### Estratto della fonte
Mencarelli: non censuriamo le nostre fragilità

Alla fragilità Daniele Mencarelli, scrittore, vincitore del Premio Strega Giovani nel 2020 con il romanzo “Tutto chiede salvezza”, ha dedicato molta attenzione nelle sue opere, che spesso sono frutto della rielaborazione di accadimenti personali. E quando gli chiediamo dove nascono le fragilità così diffuse nel mondo giovanile, ci prende in contropiede: “Anzitutto sgombriamo il campo da un equivoco: le fragilità non sono di per sé un male. Appartengono alla natura umana e perciò non vanno considerate come il frutto di una condizione patologica”.

Perché vengono considerate come qualcosa di negativo?
Oggi si corre un grande rischio: pensare che l’uomo “compiuto”, l’uomo che dice “tutto a posto”, sia una persona che prescinde dalla considerazione dei suoi limiti, che non ha il coraggio di guardarli come qualcosa che lo costituisce. C’è una preoccupante incapacità di ascoltare se stessi, di guardarsi dentro con verità. In fondo, è una mancanza di realismo.

Cosa differenzia i giovani di oggi?
Un giovane di 16-18 anni ha un approccio alla vita radicalmente diverso rispetto a quello dei genitori. Io sono nato a metà degli anni Settanta, la mia generazione sconta una serie di tabù ideologici tipici del Novecento, primo fra tutti la convinzione che Dio sia una realtà superata, qualcosa con cui i conti sono da considerarsi chiusi. E ancora oggi certi maestri del pensiero (o pseudomaestri) partono dalla convinzione che il Novecento ha eretto il Nulla a “signore della vita” e che quindi qualsiasi ricerca è in fondo inutile. I giovani di oggi non accettano questo teorema, sono curiosi, vogliono perlustrare la realtà e andare a fondo di se stessi.
######
### Voci estratte
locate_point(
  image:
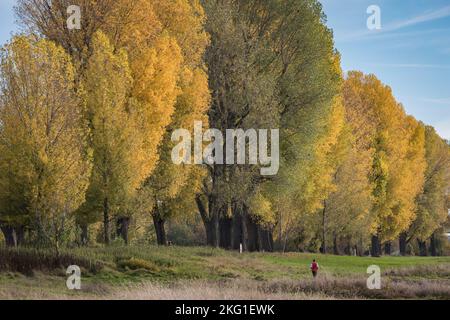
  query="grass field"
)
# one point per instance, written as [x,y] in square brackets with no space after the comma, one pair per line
[205,273]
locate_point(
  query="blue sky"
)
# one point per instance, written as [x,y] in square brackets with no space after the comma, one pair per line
[411,53]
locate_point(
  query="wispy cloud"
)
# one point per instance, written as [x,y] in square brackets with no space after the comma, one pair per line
[424,17]
[443,101]
[411,65]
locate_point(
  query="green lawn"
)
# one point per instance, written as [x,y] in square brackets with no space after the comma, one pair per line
[113,267]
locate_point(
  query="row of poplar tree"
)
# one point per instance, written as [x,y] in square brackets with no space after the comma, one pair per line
[86,118]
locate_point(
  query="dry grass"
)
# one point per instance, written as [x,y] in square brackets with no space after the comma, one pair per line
[201,290]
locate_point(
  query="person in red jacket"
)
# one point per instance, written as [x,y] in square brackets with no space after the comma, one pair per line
[314,268]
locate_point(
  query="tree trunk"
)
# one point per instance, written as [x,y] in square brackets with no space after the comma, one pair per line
[207,221]
[433,246]
[388,248]
[252,234]
[244,232]
[107,235]
[20,235]
[123,225]
[375,248]
[9,234]
[324,228]
[402,242]
[236,231]
[225,232]
[159,222]
[422,248]
[84,235]
[335,245]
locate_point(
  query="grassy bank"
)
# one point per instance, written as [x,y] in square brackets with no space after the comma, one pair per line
[198,273]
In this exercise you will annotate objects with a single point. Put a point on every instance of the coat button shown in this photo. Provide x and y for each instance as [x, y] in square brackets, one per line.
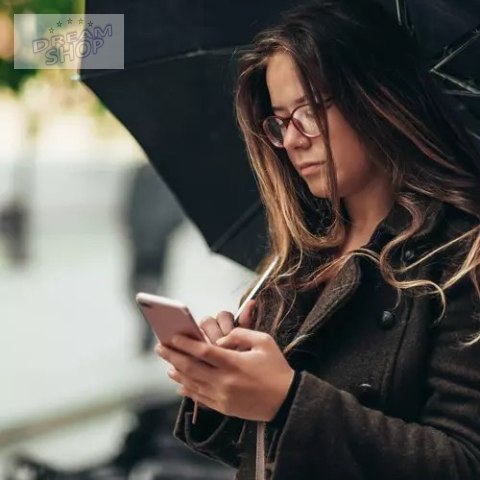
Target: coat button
[366, 394]
[387, 320]
[408, 255]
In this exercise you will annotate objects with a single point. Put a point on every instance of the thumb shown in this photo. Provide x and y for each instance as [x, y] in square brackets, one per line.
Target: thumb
[246, 318]
[238, 339]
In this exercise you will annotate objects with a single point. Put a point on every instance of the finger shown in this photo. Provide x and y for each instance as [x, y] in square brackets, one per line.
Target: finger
[209, 353]
[211, 328]
[246, 318]
[225, 322]
[188, 365]
[196, 396]
[243, 339]
[186, 381]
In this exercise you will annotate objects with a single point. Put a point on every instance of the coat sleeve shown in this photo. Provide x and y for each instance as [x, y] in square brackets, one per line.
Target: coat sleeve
[329, 434]
[214, 435]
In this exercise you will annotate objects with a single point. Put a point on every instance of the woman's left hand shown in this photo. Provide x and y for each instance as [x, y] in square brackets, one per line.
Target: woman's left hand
[249, 384]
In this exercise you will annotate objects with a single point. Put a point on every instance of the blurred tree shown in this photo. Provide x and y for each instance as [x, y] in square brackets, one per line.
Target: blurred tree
[8, 75]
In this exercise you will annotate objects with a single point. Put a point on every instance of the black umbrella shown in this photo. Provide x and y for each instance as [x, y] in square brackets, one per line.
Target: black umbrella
[175, 97]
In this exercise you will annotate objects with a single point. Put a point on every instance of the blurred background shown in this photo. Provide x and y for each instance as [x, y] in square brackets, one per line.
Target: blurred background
[76, 199]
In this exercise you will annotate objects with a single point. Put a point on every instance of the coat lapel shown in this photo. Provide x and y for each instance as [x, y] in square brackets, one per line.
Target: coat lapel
[342, 287]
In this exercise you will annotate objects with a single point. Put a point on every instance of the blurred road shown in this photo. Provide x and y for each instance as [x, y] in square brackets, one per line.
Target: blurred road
[69, 333]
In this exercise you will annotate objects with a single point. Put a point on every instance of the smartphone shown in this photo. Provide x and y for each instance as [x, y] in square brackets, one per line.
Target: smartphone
[168, 318]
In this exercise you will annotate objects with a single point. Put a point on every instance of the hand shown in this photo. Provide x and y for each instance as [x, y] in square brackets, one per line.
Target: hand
[222, 324]
[249, 384]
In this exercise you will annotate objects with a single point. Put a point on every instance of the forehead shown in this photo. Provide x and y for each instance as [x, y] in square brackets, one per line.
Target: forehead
[283, 80]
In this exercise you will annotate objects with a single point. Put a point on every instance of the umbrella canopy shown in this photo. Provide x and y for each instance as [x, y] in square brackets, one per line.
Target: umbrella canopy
[175, 96]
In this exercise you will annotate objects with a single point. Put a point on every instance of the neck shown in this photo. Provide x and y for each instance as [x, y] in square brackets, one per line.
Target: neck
[367, 208]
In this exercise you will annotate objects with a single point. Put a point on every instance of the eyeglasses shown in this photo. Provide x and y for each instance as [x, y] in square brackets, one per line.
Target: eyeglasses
[303, 118]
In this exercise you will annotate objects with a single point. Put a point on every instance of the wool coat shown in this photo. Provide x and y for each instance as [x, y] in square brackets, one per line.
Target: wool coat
[385, 392]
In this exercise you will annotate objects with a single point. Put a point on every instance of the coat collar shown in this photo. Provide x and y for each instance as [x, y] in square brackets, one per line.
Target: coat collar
[345, 283]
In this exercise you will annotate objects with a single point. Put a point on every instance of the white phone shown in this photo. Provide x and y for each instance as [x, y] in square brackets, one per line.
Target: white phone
[168, 318]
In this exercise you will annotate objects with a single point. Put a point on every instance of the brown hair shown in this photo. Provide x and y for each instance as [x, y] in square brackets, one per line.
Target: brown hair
[354, 51]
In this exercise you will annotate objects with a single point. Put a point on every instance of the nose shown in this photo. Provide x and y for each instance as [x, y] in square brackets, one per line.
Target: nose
[293, 138]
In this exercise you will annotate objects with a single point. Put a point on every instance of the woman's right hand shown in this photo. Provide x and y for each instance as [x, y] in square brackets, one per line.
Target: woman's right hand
[221, 325]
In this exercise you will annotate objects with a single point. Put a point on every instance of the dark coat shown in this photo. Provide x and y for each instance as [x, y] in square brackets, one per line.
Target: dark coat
[384, 392]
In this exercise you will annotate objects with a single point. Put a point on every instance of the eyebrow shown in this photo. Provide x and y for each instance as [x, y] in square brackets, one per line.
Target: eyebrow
[296, 102]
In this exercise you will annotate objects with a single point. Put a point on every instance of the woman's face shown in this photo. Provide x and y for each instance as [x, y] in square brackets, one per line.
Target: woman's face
[354, 170]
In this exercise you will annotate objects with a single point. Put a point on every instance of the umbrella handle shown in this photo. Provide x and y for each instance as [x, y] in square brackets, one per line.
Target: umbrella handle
[254, 290]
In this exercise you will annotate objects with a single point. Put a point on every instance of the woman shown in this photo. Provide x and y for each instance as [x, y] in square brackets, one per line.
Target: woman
[364, 358]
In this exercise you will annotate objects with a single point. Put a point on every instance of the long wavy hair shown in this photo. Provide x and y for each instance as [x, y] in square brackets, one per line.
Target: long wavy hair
[380, 82]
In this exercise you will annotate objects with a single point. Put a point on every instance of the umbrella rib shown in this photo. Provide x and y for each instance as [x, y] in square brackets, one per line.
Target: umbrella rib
[236, 226]
[461, 83]
[158, 61]
[402, 15]
[471, 37]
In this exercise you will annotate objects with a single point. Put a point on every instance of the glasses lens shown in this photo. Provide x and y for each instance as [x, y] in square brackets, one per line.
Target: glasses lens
[275, 130]
[306, 122]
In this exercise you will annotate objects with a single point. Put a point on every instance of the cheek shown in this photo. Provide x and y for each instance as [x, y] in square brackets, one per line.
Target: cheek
[351, 159]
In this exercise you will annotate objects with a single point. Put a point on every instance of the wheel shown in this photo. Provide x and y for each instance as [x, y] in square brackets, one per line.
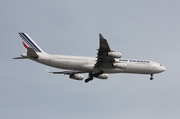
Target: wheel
[87, 80]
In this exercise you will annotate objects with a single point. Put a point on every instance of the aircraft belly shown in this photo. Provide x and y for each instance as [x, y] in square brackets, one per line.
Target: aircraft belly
[138, 68]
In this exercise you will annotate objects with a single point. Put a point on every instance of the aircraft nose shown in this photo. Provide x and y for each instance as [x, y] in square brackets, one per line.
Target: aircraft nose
[162, 69]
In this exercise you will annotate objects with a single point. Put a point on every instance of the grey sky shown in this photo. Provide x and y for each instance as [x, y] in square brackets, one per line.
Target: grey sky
[140, 29]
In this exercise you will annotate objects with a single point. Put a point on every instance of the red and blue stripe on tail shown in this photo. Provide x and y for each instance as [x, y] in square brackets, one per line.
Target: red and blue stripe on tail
[28, 42]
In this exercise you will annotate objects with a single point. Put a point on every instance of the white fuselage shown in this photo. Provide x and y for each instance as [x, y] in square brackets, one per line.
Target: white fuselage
[86, 64]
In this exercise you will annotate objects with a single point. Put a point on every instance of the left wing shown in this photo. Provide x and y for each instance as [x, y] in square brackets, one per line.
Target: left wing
[66, 72]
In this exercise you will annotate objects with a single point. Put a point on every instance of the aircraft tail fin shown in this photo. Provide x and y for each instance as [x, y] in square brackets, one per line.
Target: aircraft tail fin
[29, 43]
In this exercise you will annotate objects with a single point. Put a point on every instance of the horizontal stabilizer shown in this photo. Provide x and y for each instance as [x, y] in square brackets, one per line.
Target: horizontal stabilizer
[20, 58]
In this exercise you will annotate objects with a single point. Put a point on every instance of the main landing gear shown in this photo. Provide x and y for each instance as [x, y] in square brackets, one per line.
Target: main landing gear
[91, 75]
[151, 78]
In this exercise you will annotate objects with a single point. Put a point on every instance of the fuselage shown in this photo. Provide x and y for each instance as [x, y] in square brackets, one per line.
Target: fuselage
[86, 64]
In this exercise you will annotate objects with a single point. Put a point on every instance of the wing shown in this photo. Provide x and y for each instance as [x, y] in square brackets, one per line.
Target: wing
[103, 50]
[66, 72]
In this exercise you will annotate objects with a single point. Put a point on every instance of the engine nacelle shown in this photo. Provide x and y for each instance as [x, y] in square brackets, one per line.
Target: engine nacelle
[102, 76]
[76, 76]
[119, 65]
[114, 54]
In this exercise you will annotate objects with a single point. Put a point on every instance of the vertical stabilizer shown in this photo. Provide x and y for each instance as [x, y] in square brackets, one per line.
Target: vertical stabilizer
[29, 43]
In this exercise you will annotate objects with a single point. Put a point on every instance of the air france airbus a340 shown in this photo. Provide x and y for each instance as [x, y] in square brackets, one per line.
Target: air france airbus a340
[106, 62]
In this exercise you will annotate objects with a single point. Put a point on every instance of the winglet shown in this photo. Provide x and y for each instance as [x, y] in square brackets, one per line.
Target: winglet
[101, 37]
[47, 71]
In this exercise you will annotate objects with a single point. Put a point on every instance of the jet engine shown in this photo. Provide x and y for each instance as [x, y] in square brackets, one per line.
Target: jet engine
[102, 76]
[76, 76]
[119, 65]
[114, 54]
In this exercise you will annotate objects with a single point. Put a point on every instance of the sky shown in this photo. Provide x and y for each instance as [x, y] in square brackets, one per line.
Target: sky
[141, 29]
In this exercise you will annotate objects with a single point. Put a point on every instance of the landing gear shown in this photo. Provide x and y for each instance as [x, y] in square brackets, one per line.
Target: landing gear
[91, 75]
[151, 78]
[89, 78]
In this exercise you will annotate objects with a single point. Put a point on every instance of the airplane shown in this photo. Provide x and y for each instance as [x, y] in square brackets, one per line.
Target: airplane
[106, 62]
######
[Esercizi da svolgere]:
- A) Trascriva fedelmente dall'intervista a Mencarelli il passo che va da "Cosa differenzia i" fino a "di se stessi." incluso.
- B) Secondo l'intervista a Mencarelli, in quale anno lo scrittore ha vinto il Premio Strega Giovani?
- C) Scriva il seguito dell'intervista a Mencarelli a partire dall'ultima frase riportata.
Le voci provengono da un'altra fonte.

[Risposte agli esercizi]:
- A)
Cosa differenzia i giovani di oggi?
Un giovane di 16-18 anni ha un approccio alla vita radicalmente diverso rispetto a quello dei genitori. Io sono nato a metà degli anni Settanta, la mia generazione sconta una serie di tabù ideologici tipici del Novecento, primo fra tutti la convinzione che Dio sia una realtà superata, qualcosa con cui i conti sono da considerarsi chiusi. E ancora oggi certi maestri del pensiero (o pseudomaestri) partono dalla convinzione che il Novecento ha eretto il Nulla a “signore della vita” e che quindi qualsiasi ricerca è in fondo inutile. I giovani di oggi non accettano questo teorema, sono curiosi, vogliono perlustrare la realtà e andare a fondo di se stessi.

- B) Nel 2020.

- C)
Come si può uscire da questo malinteso e guardare alle fragilità senza scandalizzarcene, anzi, considerandole come una potenziale risorsa?
Dobbiamo imparare a guardare in faccia tutte le componenti della nostra natura umana, comprese la malattia, la sofferenza, la morte, evitando di considerarle un elemento da sotterrare, da rigettare aprioristicamente. E dobbiamo fare di questi temi troppo spesso censurati un punto di partenza umano, educativo, culturale e trovare persone che siano capaci di uno sguardo pieno di curiosità e stupore rispetto a questi aspetti. La vera fragilità è vivere questi temi in solitudine, non condividerli con l’altro.